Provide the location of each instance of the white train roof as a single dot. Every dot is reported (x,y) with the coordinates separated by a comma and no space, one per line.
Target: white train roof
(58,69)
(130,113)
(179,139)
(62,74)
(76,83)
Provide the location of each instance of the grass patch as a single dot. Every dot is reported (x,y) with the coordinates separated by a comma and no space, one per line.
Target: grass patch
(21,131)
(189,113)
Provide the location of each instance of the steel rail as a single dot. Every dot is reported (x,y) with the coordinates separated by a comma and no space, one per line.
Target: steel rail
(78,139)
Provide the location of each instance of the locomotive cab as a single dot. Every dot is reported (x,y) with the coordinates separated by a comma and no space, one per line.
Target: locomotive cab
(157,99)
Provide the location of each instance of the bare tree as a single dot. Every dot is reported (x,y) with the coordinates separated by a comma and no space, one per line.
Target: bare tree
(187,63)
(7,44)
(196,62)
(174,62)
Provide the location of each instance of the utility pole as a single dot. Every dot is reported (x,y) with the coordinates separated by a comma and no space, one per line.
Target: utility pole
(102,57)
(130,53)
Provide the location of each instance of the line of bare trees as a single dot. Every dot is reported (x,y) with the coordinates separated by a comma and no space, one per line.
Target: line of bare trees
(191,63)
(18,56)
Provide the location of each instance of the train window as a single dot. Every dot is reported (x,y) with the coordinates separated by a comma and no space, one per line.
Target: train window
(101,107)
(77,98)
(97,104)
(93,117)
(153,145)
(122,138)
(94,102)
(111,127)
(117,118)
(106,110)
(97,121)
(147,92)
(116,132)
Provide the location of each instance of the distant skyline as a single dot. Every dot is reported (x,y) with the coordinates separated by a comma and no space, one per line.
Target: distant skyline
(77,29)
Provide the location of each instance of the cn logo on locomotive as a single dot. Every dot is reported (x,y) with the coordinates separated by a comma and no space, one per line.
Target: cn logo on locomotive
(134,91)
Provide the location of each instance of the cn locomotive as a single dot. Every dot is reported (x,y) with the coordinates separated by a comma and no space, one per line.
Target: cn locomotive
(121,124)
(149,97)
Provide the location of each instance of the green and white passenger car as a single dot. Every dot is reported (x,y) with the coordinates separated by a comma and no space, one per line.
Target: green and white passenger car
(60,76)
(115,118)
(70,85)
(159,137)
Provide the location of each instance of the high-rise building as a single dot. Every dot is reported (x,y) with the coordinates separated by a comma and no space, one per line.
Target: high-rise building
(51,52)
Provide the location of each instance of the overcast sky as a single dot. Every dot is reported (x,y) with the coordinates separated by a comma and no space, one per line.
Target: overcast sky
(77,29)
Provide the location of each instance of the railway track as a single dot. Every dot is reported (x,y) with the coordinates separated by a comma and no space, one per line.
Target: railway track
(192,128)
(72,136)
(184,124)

Set problem
Using the material above, reproduce exactly the line that contains "Provide the location of each instance of the cn locomotive" and all lines after it through the last one, and only those.

Response to the task
Provide the location of each instance of the cn locomotive as a single dot. Every dot is reported (x,y) with the coordinates separated by a comma and no space, one per line.
Target: cn locomotive
(121,124)
(149,97)
Provide the location of each instance of the green and white passenger car as a single dot. Every dot is reported (x,y) with the coordinates separated by a comma and no space, one per line.
Target: green and white passenger car
(60,76)
(115,118)
(70,85)
(159,137)
Provide the location of each instance of the high-rise building as a single dot. Every dot is reported (x,y) with the coordinates separated by a comma and no space, one per line.
Target: high-rise building
(51,52)
Provide the location of each instance of the overcast sky as a single dot. Every dot is reported (x,y) with the coordinates separated by a comma and no space, one per line.
Target: overcast sky
(77,29)
Provide the location of each instance of the railway track as a single dot. Every dot is reported (x,y) with the coordinates separated by a comma and no space, one per line.
Target: railway track
(192,128)
(72,136)
(184,124)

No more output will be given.